> _Texte à lire_
'''

Mais quel est donc ce trilemme dont j’ai parlé plus haut ? Alexandre Jollien l’introduit en ces mots, au début de l’ouvrage :

Adolescent, j’étais tombé sur une émission télévisée. Un philosophe professionnel était soumis à la question. Sommé de répondre, il hésitait. Qu’est-ce qui était premier : la liberté, le bonheur ou la sagesse ? Fallait-il donc choisir ? Mettre une coche devant sa préférence ? Établir une hiérarchie là où il n’y a pas d’options ? À l’époque, je voulais tout : sagesse, bonheur, liberté.

Et vous, que choisiriez-vous ? La liberté, le bonheur ou la sagesse ? en sachant que vous perdriez les deux autres, bien évidemment. Comme l’explique Alexandre Jollien, chacune de ces trois options ne semble pas pouvoir exister sans une once des deux autres. Mais tout de même : que choisiriez-vous ?

Comme le suggère le titre du livre, celui-ci est un ensemble de propos tenus sur la liberté. Mais ne vous laissez pas tromper par la table des matières, qui se donne des airs de manuel de philo, de religion et de psycho – sommaire listant l’acrasie, la dépendance, la peur, l’écologie des liens, etc. Car non, il s’agit bien de discussions, à l’origine, et les trois amis se sont efforcés d’en garder une forme proche, chacun d’entre eux intervenant sur un paragraphe ou deux, pour ne jamais dépasser une page et demie. La lecture en est très vive, dynamique, et joyeuse ; en un mot : pétillante !

'''

> _Travail à faire_
A - Citez le texte sur le trilemme à partir de « Et vous, que » jusqu'à « mot : pétillante ! ».
B - Écrivez la suite du texte sur le trilemme, juste après sa dernière phrase.

> _Lignes_

'''

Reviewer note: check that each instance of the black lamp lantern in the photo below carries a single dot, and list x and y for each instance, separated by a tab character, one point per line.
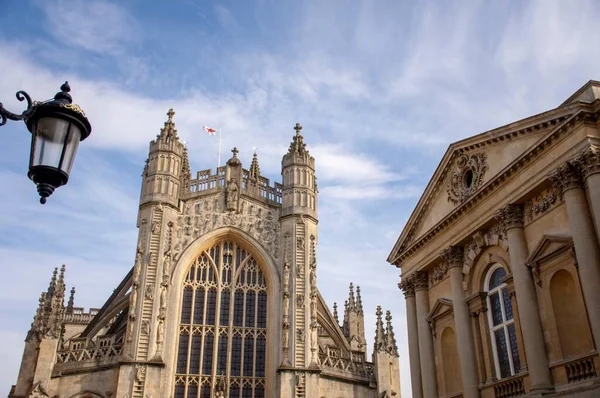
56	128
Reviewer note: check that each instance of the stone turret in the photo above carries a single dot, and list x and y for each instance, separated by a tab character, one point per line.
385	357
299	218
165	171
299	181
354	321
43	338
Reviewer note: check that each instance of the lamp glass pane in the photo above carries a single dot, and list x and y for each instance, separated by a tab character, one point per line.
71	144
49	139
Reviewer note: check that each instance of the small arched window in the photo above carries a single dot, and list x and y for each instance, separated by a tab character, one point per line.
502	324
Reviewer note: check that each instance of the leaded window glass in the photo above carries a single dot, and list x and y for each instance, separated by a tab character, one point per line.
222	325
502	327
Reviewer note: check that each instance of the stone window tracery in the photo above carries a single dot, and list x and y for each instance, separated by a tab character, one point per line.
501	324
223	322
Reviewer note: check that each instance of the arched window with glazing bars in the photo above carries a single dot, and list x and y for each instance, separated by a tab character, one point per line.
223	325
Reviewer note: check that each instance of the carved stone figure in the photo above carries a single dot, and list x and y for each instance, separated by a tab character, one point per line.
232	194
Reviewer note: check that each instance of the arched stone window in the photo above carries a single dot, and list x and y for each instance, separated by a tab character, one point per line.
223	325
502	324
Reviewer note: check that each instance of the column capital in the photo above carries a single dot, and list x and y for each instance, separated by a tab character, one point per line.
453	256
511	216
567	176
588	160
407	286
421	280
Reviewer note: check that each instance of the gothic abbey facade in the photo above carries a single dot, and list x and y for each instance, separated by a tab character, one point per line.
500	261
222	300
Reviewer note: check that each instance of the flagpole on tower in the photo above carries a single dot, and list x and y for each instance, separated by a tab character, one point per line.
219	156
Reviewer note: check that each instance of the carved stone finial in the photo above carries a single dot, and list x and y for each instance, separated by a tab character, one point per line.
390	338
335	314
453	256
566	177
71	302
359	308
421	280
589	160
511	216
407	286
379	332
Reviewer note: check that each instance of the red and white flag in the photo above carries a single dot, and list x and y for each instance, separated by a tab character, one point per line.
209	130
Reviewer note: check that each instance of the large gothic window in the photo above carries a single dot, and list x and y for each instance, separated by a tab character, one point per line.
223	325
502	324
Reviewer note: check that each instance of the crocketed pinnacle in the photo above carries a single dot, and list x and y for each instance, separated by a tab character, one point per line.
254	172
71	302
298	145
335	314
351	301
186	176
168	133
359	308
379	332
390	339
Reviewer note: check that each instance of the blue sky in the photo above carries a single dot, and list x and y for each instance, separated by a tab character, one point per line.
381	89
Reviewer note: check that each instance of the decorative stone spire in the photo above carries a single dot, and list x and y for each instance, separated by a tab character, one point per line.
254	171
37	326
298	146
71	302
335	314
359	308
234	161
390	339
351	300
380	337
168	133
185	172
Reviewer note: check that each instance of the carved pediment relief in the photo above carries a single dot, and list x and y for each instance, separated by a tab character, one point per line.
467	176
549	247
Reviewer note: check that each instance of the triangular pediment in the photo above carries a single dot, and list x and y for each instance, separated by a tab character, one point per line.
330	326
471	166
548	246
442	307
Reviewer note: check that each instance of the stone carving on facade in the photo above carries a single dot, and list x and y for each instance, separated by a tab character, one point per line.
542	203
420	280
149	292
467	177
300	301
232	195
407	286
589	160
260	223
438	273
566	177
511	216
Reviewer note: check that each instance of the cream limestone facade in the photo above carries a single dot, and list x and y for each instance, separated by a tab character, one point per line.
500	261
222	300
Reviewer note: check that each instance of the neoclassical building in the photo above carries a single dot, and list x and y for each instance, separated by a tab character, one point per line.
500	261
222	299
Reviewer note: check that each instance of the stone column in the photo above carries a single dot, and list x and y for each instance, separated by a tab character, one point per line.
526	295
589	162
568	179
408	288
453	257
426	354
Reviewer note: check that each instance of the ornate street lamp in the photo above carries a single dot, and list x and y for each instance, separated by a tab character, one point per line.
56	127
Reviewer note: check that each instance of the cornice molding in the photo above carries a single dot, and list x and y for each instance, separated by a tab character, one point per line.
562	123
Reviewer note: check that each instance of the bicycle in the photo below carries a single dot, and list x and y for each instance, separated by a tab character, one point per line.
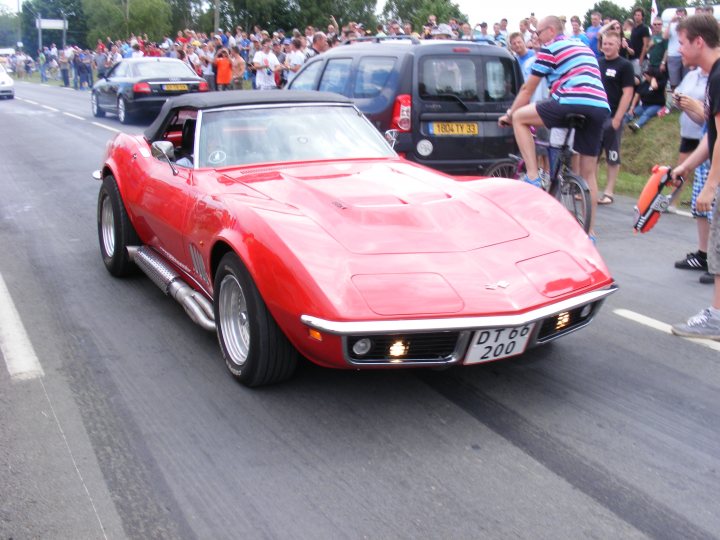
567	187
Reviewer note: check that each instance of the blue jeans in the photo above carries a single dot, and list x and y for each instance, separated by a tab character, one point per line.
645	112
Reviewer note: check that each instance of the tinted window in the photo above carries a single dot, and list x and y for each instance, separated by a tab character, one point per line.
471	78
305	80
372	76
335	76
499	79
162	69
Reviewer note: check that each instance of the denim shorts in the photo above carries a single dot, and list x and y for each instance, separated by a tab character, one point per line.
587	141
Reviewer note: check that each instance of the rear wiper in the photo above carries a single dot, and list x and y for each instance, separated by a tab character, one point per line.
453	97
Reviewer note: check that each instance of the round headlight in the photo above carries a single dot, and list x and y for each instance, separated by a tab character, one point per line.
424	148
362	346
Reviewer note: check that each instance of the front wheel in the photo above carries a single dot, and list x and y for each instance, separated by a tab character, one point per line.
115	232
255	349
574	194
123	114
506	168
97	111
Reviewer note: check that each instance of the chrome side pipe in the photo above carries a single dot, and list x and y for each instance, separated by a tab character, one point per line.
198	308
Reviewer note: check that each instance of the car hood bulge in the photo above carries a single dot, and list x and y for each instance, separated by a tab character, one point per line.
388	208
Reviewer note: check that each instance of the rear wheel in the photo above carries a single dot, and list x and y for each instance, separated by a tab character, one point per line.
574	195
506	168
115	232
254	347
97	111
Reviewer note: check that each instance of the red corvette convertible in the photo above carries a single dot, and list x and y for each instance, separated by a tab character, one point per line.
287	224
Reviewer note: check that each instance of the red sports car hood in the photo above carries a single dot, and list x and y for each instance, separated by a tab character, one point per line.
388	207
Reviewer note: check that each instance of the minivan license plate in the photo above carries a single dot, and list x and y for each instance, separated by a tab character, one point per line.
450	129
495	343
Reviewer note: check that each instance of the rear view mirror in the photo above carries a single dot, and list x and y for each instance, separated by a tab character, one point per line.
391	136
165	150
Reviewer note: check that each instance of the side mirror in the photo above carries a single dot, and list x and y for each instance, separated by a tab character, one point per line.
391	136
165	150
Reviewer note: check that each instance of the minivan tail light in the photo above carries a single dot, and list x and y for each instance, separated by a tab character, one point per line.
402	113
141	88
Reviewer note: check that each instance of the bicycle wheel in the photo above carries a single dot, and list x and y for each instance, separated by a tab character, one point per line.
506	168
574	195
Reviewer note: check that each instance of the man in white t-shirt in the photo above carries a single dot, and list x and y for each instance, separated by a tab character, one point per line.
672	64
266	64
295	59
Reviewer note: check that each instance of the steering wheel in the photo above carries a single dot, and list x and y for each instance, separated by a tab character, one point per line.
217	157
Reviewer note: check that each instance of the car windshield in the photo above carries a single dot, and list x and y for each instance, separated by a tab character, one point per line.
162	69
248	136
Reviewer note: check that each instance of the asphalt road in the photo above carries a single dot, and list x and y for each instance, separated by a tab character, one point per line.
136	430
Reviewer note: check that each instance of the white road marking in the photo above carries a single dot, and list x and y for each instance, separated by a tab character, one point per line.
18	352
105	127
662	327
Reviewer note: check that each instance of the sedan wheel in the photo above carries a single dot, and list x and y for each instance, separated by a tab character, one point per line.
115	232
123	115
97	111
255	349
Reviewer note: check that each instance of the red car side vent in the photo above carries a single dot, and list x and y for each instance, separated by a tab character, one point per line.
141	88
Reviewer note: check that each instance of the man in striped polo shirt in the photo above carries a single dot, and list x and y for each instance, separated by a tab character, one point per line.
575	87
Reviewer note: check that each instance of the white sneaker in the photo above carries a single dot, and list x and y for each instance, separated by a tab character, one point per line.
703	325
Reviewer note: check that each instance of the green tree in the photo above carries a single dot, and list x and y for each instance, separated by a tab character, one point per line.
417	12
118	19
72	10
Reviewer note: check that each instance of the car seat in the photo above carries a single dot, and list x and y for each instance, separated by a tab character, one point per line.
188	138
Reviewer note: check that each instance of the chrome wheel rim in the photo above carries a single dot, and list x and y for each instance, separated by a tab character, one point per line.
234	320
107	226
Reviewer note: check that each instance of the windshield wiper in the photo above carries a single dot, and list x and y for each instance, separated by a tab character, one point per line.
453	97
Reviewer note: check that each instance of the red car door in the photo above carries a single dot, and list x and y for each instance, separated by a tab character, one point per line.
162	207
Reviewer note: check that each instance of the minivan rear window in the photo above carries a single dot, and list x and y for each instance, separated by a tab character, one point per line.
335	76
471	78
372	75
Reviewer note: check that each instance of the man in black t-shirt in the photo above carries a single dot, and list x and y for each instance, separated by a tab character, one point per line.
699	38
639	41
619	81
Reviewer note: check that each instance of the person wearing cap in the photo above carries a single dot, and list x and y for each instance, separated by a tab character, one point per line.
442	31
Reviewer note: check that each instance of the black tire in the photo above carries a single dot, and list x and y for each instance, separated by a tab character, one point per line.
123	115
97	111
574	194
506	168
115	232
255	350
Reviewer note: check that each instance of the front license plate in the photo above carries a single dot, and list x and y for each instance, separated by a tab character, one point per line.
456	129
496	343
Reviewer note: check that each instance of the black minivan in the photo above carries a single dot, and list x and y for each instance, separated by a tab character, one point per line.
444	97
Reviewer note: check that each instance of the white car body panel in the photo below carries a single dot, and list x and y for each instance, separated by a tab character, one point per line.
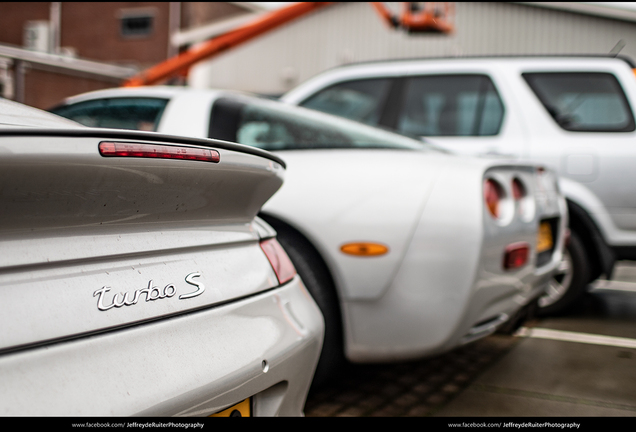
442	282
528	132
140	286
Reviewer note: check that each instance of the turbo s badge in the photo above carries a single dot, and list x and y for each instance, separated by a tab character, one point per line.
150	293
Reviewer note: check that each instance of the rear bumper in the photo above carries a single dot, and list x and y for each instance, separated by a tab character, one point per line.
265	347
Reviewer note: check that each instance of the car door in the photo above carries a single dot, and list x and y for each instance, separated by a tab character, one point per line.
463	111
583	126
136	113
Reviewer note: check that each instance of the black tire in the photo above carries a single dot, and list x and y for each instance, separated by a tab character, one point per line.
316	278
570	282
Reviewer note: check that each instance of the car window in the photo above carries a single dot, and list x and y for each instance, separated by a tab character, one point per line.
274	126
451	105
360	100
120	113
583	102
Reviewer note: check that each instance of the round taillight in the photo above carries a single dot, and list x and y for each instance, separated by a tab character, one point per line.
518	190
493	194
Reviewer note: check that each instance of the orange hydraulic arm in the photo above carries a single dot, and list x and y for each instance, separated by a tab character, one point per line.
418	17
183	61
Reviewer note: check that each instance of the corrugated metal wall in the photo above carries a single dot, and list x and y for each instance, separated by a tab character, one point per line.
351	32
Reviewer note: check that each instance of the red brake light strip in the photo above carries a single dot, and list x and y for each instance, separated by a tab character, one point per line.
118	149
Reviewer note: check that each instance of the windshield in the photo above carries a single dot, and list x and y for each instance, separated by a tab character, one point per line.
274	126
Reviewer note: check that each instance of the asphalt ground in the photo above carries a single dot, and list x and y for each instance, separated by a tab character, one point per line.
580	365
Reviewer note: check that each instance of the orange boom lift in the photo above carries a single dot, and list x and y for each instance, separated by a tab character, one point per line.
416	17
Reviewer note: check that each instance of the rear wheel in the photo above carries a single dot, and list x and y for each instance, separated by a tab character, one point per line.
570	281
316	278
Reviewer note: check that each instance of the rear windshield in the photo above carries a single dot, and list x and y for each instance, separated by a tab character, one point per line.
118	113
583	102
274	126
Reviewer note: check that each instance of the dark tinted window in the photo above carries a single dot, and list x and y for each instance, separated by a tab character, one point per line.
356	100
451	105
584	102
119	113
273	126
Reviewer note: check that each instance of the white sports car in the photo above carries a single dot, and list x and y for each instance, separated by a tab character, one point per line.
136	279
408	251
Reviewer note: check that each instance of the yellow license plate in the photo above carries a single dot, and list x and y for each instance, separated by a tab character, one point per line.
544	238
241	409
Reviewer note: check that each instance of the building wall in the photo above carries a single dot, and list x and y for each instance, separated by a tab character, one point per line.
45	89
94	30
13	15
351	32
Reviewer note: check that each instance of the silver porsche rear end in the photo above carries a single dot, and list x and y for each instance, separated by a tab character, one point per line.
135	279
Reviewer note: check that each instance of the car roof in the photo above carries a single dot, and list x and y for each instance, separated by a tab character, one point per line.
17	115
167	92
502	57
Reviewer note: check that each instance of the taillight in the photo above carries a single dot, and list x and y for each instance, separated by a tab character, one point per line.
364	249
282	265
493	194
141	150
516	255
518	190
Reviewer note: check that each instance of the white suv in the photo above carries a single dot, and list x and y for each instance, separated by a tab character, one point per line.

'''

> _Réponses par consigne_
A -
Et vous, que choisiriez-vous ? La liberté, le bonheur ou la sagesse ? en sachant que vous perdriez les deux autres, bien évidemment. Comme l’explique Alexandre Jollien, chacune de ces trois options ne semble pas pouvoir exister sans une once des deux autres. Mais tout de même : que choisiriez-vous ?

Comme le suggère le titre du livre, celui-ci est un ensemble de propos tenus sur la liberté. Mais ne vous laissez pas tromper par la table des matières, qui se donne des airs de manuel de philo, de religion et de psycho – sommaire listant l’acrasie, la dépendance, la peur, l’écologie des liens, etc. Car non, il s’agit bien de discussions, à l’origine, et les trois amis se sont efforcés d’en garder une forme proche, chacun d’entre eux intervenant sur un paragraphe ou deux, pour ne jamais dépasser une page et demie. La lecture en est très vive, dynamique, et joyeuse ; en un mot : pétillante !

B -
Cependant, puisqu’il s’agit de dialogues entre amis, et non d’une thèse de doctorat, quelques réponses sont parfois attendues, ou constituent des lieux communs manquant d’originalité – mais je dois avouer que je dispose d’un master en philosophie et que ce n’est de loin pas la première fois que je lis Alexandre Jollien, ce qui biaise assurément ma lecture, en me donnant parfois cette impression de « déjà lu ». Non, ce qui me chagrine un tout petit peu, c’est la longueur de l’ouvrage. La philo, la psycho, la spiritualité – on ne va pas se mentir – ne sont pas toujours des thématiques hyper-sexy, dans notre société actuelle. Alors, pour les rendre plus attrayantes, les trois auteurs auraient peut-être pu élaguer, condenser, synthétiser leurs propos. Ce qui, par la même occasion, aurait permis de garder des réflexions captivantes, profondes, et possédant tout à la fois cette spontanéité de l’oral, tout en débarrassant le texte de ses lieux communs. Ce à quoi nous avait pourtant habitué-e-s Alexandre Jollien, notamment dans son Petit traité de l’abandon (Éditions du Seuil, 2012), pulpe de vie, bonheur tout orange et éclatant ! Ah, quelle joie de lire et de mettre en pratique ce concentré de réflexions truculentes pour se sentir bien au quotidien, et tenant en un peu moins de 120 pages !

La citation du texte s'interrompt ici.